DESCRIPTION OF THE TASK: Rewrite the lines below as a two-column Markdown table headed Row and Line. Start with the line that contains "on the green" and go on through the line that contains "point(50, 139)". Number each row in the Row column and leave out any blank lines.

RECORD LIST:
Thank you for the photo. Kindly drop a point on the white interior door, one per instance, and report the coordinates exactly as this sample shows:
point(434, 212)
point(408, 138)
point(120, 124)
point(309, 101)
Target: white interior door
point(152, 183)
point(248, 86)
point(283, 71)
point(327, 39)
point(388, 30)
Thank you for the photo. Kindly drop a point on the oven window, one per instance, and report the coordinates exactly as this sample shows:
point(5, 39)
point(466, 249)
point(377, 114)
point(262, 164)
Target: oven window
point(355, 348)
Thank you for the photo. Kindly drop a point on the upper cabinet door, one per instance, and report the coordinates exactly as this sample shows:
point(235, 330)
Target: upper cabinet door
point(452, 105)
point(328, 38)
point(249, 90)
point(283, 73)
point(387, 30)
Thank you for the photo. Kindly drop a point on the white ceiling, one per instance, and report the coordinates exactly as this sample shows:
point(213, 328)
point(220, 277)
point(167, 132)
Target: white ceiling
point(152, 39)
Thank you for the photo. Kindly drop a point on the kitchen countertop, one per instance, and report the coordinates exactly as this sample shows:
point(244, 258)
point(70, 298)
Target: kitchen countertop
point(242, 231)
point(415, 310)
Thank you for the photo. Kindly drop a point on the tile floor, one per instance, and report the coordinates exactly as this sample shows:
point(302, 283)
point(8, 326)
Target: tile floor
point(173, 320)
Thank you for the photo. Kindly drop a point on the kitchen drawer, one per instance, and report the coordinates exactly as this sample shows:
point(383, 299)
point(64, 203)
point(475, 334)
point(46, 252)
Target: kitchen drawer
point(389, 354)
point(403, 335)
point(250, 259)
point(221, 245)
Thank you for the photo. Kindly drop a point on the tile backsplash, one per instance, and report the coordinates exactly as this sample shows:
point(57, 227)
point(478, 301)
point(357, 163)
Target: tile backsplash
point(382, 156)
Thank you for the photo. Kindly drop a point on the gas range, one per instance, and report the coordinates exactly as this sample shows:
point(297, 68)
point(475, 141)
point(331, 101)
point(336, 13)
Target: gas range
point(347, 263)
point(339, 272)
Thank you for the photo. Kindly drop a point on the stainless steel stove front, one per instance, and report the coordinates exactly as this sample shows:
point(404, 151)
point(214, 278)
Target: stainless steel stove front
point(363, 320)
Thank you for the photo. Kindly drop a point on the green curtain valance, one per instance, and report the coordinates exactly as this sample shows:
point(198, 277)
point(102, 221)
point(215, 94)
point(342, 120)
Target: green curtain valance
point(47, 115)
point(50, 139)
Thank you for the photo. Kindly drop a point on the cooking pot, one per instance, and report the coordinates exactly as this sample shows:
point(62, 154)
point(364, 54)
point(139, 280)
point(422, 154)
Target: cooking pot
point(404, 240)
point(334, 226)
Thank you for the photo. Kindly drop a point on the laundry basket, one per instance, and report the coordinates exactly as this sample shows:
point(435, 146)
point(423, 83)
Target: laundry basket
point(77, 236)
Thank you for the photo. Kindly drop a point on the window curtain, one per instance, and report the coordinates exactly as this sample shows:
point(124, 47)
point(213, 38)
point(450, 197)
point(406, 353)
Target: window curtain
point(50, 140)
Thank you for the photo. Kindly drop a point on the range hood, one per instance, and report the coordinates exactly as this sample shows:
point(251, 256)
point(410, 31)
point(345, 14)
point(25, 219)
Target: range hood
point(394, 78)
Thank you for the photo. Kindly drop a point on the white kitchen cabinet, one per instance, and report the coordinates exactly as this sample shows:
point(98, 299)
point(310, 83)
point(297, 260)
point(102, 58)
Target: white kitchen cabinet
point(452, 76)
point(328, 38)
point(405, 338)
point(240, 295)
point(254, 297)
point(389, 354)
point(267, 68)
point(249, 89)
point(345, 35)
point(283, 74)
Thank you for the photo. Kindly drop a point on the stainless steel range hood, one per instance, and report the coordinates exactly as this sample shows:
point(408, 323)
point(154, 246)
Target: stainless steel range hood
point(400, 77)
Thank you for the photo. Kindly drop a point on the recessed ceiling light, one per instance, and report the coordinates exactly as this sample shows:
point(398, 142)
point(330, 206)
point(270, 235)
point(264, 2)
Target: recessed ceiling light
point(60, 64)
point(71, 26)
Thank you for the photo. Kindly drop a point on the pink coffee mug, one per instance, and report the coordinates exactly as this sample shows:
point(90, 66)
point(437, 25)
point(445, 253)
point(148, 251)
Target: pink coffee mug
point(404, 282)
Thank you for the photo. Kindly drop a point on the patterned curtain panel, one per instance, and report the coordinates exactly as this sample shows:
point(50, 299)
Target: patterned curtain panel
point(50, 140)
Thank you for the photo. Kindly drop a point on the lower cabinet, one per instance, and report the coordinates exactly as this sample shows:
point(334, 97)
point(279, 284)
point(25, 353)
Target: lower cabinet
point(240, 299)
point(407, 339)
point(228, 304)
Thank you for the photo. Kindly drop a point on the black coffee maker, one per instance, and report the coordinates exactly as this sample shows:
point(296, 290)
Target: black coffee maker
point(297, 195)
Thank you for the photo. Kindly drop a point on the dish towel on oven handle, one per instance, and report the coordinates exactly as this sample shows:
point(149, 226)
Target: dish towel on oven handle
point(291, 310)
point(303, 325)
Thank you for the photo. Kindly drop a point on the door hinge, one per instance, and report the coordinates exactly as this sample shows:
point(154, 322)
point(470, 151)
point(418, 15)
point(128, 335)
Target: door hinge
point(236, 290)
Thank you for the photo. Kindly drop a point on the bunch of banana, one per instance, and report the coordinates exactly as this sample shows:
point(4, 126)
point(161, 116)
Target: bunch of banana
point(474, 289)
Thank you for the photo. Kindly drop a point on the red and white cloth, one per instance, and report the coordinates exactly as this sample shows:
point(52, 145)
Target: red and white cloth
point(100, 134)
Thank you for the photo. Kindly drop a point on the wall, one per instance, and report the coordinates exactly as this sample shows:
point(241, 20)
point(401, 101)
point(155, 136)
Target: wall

ANSWER TO THE TASK:
| Row | Line |
|---|---|
| 1 | Thank you for the photo. Kindly drop a point on the green curtain valance, one per instance, and report the coordinates exactly as this sample shows: |
| 2 | point(198, 277) |
| 3 | point(102, 221) |
| 4 | point(215, 94) |
| 5 | point(342, 120) |
| 6 | Target: green curtain valance |
| 7 | point(47, 115) |
| 8 | point(50, 139) |